- _Page extract_:
Let's go step by step with a small **ranked list of passages** and their **relevance scores**.

## **Example Setup**
Suppose we have **5 retrieved passages** for a query, and their **binary relevance scores** (1 for relevant, 0 for non-relevant) are:

| Rank | Passage ID | Relevance ($rel$) |
|------|-----------|----------------|
| 1    | P1        | 1              |
| 2    | P2        | 0              |
| 3    | P3        | 1              |
| 4    | P4        | 1              |
| 5    | P5        | 0              |

Now, let's compute **AP and NDCG@5** step by step.

---

## **1. Calculating Average Precision (AP)**
The formula for Average Precision is:

$$
AP = \frac{1}{R} \sum_{k=1}^{N} P(k) \cdot rel(k)
$$

where:
- $R$ = total number of relevant passages = **3** (P1, P3, P4).
- $P(k)$ = precision at rank $k$.
- $rel(k)$ = 1 if passage at rank $k$ is relevant, else 0.

- _Given exercise 1_: Give the records below as a numbered list, leaving out blank lines, for the stretch from the line containing "Expected behaviour: the pointer indicates one point on the dirt" through the end of the records.

- _Records shown_:

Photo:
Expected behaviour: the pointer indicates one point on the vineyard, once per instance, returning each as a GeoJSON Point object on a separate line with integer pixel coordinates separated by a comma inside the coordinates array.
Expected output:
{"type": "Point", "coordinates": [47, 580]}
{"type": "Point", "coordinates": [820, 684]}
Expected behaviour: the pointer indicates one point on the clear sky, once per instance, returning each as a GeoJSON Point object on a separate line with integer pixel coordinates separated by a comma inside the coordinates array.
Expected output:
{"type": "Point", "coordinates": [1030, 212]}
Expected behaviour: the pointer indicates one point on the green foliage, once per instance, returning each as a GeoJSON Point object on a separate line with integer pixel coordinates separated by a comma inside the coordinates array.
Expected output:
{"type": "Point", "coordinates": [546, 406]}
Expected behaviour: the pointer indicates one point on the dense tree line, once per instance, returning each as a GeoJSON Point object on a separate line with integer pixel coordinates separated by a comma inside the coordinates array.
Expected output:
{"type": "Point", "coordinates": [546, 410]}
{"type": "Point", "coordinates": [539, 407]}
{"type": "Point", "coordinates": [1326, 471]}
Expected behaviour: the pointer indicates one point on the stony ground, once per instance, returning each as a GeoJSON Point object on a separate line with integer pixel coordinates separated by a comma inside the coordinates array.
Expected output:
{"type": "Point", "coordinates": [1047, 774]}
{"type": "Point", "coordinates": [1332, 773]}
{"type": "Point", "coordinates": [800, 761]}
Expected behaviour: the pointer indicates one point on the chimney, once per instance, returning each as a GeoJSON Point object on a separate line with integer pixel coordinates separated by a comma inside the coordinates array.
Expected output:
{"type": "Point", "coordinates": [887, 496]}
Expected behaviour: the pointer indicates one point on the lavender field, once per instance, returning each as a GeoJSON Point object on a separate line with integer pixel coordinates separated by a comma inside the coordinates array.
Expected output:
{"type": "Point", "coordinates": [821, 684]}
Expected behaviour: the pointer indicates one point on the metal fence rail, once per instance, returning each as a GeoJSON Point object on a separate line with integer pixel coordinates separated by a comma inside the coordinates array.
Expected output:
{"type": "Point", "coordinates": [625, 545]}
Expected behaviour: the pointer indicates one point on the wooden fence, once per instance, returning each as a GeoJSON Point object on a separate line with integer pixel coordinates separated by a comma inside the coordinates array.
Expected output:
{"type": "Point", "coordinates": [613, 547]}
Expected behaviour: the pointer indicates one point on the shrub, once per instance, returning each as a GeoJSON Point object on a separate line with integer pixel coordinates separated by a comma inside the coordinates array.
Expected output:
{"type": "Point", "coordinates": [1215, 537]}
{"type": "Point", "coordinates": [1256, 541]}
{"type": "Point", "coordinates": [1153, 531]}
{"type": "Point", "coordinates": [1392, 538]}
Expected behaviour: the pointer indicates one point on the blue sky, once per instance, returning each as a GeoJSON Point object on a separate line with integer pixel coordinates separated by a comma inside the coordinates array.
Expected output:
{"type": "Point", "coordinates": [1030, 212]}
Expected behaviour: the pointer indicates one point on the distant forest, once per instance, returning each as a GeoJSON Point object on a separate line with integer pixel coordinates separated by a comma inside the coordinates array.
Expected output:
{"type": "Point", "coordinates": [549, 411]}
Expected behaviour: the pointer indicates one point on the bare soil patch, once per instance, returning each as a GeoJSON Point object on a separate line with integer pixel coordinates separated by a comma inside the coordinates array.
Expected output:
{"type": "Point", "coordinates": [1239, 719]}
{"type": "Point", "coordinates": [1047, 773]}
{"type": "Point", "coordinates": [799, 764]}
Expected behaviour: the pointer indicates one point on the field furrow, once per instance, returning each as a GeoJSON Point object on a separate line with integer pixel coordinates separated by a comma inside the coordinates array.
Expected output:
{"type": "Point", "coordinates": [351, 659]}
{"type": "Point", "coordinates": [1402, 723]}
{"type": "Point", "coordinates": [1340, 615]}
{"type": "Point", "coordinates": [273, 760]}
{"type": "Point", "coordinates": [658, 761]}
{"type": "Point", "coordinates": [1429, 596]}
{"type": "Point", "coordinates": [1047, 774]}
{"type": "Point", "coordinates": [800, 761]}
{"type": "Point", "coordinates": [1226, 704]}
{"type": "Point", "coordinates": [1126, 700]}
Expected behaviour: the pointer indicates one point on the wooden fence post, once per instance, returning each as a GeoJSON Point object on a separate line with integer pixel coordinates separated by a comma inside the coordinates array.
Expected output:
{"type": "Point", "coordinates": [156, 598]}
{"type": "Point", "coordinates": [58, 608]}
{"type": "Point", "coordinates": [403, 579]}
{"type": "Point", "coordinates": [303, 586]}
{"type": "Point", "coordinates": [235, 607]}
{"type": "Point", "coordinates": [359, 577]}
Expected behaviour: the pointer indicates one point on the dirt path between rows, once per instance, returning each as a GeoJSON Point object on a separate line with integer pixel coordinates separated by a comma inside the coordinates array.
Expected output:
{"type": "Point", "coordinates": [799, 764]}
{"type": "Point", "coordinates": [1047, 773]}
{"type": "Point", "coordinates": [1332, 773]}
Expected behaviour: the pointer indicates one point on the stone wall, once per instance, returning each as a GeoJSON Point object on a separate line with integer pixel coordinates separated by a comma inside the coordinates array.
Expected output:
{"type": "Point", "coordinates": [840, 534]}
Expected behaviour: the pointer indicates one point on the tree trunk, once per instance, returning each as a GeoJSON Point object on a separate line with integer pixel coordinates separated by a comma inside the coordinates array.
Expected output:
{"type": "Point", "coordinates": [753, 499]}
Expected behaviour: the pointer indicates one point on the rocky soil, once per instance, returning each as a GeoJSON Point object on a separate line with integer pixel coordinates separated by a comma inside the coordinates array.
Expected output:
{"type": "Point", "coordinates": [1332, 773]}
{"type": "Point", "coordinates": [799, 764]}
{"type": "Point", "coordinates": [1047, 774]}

- _Given exercise 2_: From the AP and NDCG example above, write out word for word the stretch from "Now, let's compute" through "at rank $k$.".

- _Written answer 1_:
1. Expected behaviour: the pointer indicates one point on the dirt path between rows, once per instance, returning each as a GeoJSON Point object on a separate line with integer pixel coordinates separated by a comma inside the coordinates array.
2. Expected output:
3. {"type": "Point", "coordinates": [799, 764]}
4. {"type": "Point", "coordinates": [1047, 773]}
5. {"type": "Point", "coordinates": [1332, 773]}
6. Expected behaviour: the pointer indicates one point on the stone wall, once per instance, returning each as a GeoJSON Point object on a separate line with integer pixel coordinates separated by a comma inside the coordinates array.
7. Expected output:
8. {"type": "Point", "coordinates": [840, 534]}
9. Expected behaviour: the pointer indicates one point on the tree trunk, once per instance, returning each as a GeoJSON Point object on a separate line with integer pixel coordinates separated by a comma inside the coordinates array.
10. Expected output:
11. {"type": "Point", "coordinates": [753, 499]}
12. Expected behaviour: the pointer indicates one point on the rocky soil, once per instance, returning each as a GeoJSON Point object on a separate line with integer pixel coordinates separated by a comma inside the coordinates array.
13. Expected output:
14. {"type": "Point", "coordinates": [1332, 773]}
15. {"type": "Point", "coordinates": [799, 764]}
16. {"type": "Point", "coordinates": [1047, 774]}

- _Written answer 2_:
Now, let's compute **AP and NDCG@5** step by step.

---

## **1. Calculating Average Precision (AP)**
The formula for Average Precision is:

$$
AP = \frac{1}{R} \sum_{k=1}^{N} P(k) \cdot rel(k)
$$

where:
- $R$ = total number of relevant passages = **3** (P1, P3, P4).
- $P(k)$ = precision at rank $k$.